- _Given request_: Return the data listing below line for line, with no changes.

── Records for the task

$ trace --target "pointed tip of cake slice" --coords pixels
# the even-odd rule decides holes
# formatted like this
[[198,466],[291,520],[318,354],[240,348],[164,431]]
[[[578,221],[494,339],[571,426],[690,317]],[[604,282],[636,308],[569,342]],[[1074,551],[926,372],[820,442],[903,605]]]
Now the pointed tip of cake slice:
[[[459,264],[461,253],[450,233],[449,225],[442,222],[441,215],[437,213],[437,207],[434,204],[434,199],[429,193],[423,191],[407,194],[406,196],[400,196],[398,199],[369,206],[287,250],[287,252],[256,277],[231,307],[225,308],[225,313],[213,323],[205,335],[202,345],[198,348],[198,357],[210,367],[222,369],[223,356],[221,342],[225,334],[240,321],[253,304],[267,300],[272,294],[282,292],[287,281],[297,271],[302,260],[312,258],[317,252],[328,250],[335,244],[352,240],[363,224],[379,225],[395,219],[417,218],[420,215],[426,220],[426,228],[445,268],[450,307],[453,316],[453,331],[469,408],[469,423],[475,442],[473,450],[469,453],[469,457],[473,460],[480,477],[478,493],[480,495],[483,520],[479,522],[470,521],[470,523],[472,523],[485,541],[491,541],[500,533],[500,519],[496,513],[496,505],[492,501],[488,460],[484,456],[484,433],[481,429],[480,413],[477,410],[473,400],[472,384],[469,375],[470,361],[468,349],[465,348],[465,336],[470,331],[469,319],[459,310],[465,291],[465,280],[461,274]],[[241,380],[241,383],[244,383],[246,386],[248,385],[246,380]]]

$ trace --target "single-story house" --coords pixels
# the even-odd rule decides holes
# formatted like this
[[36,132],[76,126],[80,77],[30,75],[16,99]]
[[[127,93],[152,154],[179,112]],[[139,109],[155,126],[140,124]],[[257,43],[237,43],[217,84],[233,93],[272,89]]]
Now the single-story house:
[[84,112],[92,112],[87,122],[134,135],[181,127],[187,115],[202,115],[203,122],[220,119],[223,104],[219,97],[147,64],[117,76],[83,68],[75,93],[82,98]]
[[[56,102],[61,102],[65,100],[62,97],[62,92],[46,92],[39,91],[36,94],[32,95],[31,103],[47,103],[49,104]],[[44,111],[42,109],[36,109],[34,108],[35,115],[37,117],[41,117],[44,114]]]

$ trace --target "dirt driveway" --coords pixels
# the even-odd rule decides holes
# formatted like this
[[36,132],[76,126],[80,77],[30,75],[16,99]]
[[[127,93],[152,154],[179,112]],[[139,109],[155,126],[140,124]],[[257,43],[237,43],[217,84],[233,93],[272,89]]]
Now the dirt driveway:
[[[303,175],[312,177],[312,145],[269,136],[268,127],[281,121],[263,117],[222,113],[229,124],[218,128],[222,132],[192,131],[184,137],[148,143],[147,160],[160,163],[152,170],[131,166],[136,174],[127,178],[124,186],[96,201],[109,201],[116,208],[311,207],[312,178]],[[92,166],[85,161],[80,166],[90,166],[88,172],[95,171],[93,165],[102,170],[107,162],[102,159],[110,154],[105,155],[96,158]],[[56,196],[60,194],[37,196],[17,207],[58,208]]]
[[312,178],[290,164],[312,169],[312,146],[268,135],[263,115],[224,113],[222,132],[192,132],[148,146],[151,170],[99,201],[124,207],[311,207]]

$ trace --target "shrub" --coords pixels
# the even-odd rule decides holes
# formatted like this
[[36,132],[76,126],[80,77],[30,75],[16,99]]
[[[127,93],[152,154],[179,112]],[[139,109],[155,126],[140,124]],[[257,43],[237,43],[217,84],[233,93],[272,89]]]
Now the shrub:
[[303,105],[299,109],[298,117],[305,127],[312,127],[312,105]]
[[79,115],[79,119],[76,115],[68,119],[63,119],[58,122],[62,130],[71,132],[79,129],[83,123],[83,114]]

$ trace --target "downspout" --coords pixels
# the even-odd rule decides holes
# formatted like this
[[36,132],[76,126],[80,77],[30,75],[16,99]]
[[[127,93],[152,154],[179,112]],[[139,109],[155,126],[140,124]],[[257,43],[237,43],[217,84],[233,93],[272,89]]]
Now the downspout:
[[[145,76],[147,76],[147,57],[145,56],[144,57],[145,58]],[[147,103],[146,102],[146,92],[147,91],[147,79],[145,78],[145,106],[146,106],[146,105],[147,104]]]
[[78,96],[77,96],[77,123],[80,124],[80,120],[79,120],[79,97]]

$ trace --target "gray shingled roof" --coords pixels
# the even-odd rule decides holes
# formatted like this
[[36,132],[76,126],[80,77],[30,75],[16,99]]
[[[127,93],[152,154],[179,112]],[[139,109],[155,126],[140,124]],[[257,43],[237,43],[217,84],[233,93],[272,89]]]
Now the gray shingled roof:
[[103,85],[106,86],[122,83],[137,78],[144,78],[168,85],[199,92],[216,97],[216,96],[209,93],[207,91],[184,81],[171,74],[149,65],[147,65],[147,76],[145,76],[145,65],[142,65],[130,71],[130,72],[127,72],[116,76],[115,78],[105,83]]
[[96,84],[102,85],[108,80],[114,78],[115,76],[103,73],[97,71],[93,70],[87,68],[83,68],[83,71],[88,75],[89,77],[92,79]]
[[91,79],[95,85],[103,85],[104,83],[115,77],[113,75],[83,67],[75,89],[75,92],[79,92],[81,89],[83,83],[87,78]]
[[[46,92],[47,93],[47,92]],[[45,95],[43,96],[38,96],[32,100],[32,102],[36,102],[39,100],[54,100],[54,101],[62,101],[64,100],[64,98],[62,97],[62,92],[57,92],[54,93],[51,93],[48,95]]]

────

- _Full response_:
$ trace --target "pointed tip of cake slice" --coords pixels
# the even-odd rule decides holes
# formatted like this
[[198,466],[291,520],[318,354],[240,348],[164,431]]
[[[578,221],[494,339],[571,426],[690,317]],[[604,282],[636,308],[569,342]],[[1074,551],[926,372],[820,442],[903,605]]]
Now the pointed tip of cake slice:
[[[459,264],[461,253],[450,233],[449,225],[442,222],[441,215],[437,213],[437,207],[434,204],[434,199],[429,193],[423,191],[407,194],[406,196],[400,196],[398,199],[369,206],[287,250],[287,252],[256,277],[231,307],[225,308],[225,313],[213,323],[205,335],[202,345],[198,348],[198,357],[210,367],[222,369],[223,356],[221,342],[225,334],[240,321],[253,304],[267,300],[272,294],[282,292],[287,281],[297,271],[302,260],[312,258],[317,252],[328,250],[335,244],[352,240],[363,224],[379,225],[395,219],[417,218],[420,215],[426,220],[426,228],[445,268],[450,307],[453,316],[453,331],[469,408],[469,423],[475,442],[473,450],[469,453],[469,457],[473,460],[480,477],[478,493],[480,495],[483,520],[479,522],[470,521],[470,523],[472,523],[485,541],[491,541],[500,533],[500,519],[496,513],[496,505],[492,501],[488,460],[484,456],[484,433],[481,429],[480,413],[477,410],[473,400],[472,384],[469,375],[470,361],[468,349],[465,348],[465,336],[470,331],[469,319],[459,310],[465,291],[465,280],[461,274]],[[241,380],[241,383],[244,383],[246,386],[248,385],[246,380]]]

$ trace --target "single-story house" --coords pixels
# the even-odd rule decides holes
# formatted like this
[[36,132],[76,126],[80,77],[30,75],[16,99]]
[[[127,93],[152,154],[179,112]],[[139,109],[155,126],[140,124]],[[257,43],[237,43],[217,84],[233,93],[272,89]]]
Now the single-story house:
[[84,112],[92,112],[87,122],[134,135],[181,127],[187,115],[202,115],[203,122],[220,119],[223,104],[219,97],[147,64],[117,76],[83,68],[75,93],[82,98]]
[[[56,102],[61,102],[65,100],[62,97],[62,92],[46,92],[39,91],[36,94],[32,95],[31,103],[47,103],[49,104]],[[44,111],[42,109],[36,109],[34,108],[35,115],[37,117],[41,117],[44,114]]]

$ trace --target "dirt driveway" --coords pixels
# the even-odd rule decides holes
# formatted like this
[[36,132],[76,126],[80,77],[30,75],[16,99]]
[[[127,93],[152,154],[179,112]],[[139,109],[155,126],[140,124]],[[257,43],[237,43],[217,84],[233,93],[272,89]]]
Now the dirt driveway:
[[[303,175],[312,177],[312,145],[269,136],[268,127],[281,121],[263,117],[222,113],[229,124],[218,128],[222,132],[192,131],[184,137],[148,143],[147,160],[160,163],[152,170],[131,166],[136,174],[127,178],[124,186],[96,201],[109,201],[116,208],[311,207],[312,178]],[[92,166],[85,161],[80,166],[90,166],[88,172],[95,171],[93,165],[102,170],[107,162],[102,159],[110,154],[105,155],[96,158]],[[56,196],[60,194],[37,196],[17,207],[58,208]]]
[[312,178],[290,164],[312,169],[312,146],[268,135],[263,115],[224,113],[222,132],[192,132],[148,146],[151,170],[99,201],[124,207],[311,207]]

$ trace --target "shrub" --coords pixels
# the even-odd rule decides holes
# formatted like this
[[36,132],[76,126],[80,77],[30,75],[16,99]]
[[[127,93],[152,154],[179,112]],[[139,109],[155,126],[140,124]],[[257,43],[237,43],[217,84],[233,93],[272,89]]]
Now the shrub:
[[303,105],[299,109],[298,117],[305,127],[312,127],[312,105]]
[[79,115],[79,119],[76,115],[68,119],[63,119],[58,122],[62,130],[71,132],[79,129],[83,123],[83,114]]

$ trace --target "downspout" --coords pixels
# the even-odd rule decides holes
# formatted like this
[[36,132],[76,126],[80,77],[30,75],[16,99]]
[[[127,93],[152,154],[179,112]],[[139,109],[155,126],[140,124]],[[257,43],[237,43],[217,84],[233,93],[272,89]]]
Now the downspout:
[[[145,76],[147,76],[147,57],[145,56],[144,57],[145,58]],[[147,103],[146,102],[146,92],[147,91],[147,79],[145,78],[145,106],[146,106],[146,105],[147,104]]]
[[78,96],[77,96],[77,123],[80,124],[80,120],[79,120],[79,97]]

$ trace --target "gray shingled roof" --coords pixels
# the even-odd rule decides holes
# formatted like this
[[36,132],[76,126],[80,77],[30,75],[16,99]]
[[[127,93],[152,154],[179,112]],[[139,109],[155,126],[140,124]],[[257,43],[237,43],[217,84],[233,93],[272,89]]]
Now the gray shingled roof:
[[103,85],[106,86],[122,83],[137,78],[144,78],[168,85],[199,92],[216,97],[216,96],[209,93],[207,91],[184,81],[171,74],[149,65],[147,65],[147,76],[145,76],[145,65],[142,65],[130,71],[130,72],[127,72],[116,76],[115,78],[105,83]]
[[96,84],[102,85],[108,80],[114,78],[115,76],[103,73],[97,71],[93,70],[87,68],[83,68],[83,71],[88,75],[89,77],[92,79]]
[[91,79],[95,85],[103,85],[104,83],[115,77],[113,75],[83,67],[75,89],[75,92],[79,92],[81,89],[83,83],[87,78]]
[[[46,92],[47,93],[47,92]],[[45,95],[43,96],[38,96],[32,100],[32,102],[36,102],[39,100],[54,100],[54,101],[62,101],[64,100],[64,98],[62,97],[62,92],[57,92],[54,93],[51,93],[48,95]]]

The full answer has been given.